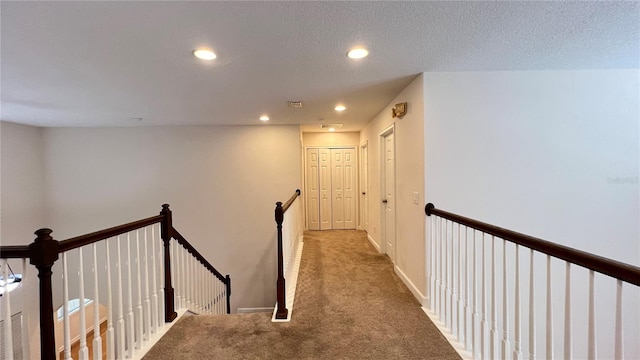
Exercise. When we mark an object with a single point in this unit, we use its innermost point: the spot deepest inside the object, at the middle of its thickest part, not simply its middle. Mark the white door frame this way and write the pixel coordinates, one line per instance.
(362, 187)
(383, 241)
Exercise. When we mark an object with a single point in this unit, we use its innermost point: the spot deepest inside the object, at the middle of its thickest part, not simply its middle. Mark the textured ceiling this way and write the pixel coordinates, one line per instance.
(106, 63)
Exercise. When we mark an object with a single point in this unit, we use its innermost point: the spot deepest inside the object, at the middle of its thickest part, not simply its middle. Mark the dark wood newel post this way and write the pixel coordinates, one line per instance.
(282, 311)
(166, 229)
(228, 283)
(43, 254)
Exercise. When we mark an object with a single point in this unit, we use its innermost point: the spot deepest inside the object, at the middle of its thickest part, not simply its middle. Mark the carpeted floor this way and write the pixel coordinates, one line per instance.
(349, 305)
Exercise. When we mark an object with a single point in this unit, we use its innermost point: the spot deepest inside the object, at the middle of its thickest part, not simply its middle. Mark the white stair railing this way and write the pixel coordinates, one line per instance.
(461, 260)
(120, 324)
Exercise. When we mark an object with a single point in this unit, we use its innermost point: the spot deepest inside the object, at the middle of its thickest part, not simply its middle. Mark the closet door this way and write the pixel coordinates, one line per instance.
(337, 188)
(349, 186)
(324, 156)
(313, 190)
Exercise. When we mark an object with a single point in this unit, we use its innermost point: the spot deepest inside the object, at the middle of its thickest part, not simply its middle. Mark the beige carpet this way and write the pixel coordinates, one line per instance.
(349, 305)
━━━━━━━━━━━━━━━━━━━━━━━━━━━━━━
# Goal
Give the stretch of the listing from the line containing "the white stair" through the end as a numbered list, leaving out blank lines.

# Task solution
1. Exercise. When we mark an object with a single point in this unit, we use its innermost point: the spot deepest inside the object, at the middle of its thickest part, not simply its middle. Mark the white stair railing this way and write the pixel coordinates, one line per instance.
2. (461, 260)
3. (120, 324)
4. Exercise. When we mark an object with a single point in this unit, we use its innermost point: the spot deepest inside the object, at the middle of its thickest part, not simply its middle. Mark the closet door this way and write the pixel coordinates, one line per instance.
5. (337, 188)
6. (349, 186)
7. (324, 156)
8. (313, 190)
9. Exercise. When we mark an object with a single point in this unit, we use its innermost point: the spot deepest inside the object, at the middle of its thickest part, not simply its middle. Mark the beige carpet this way and write the pixel coordinates, one line per instance.
10. (349, 305)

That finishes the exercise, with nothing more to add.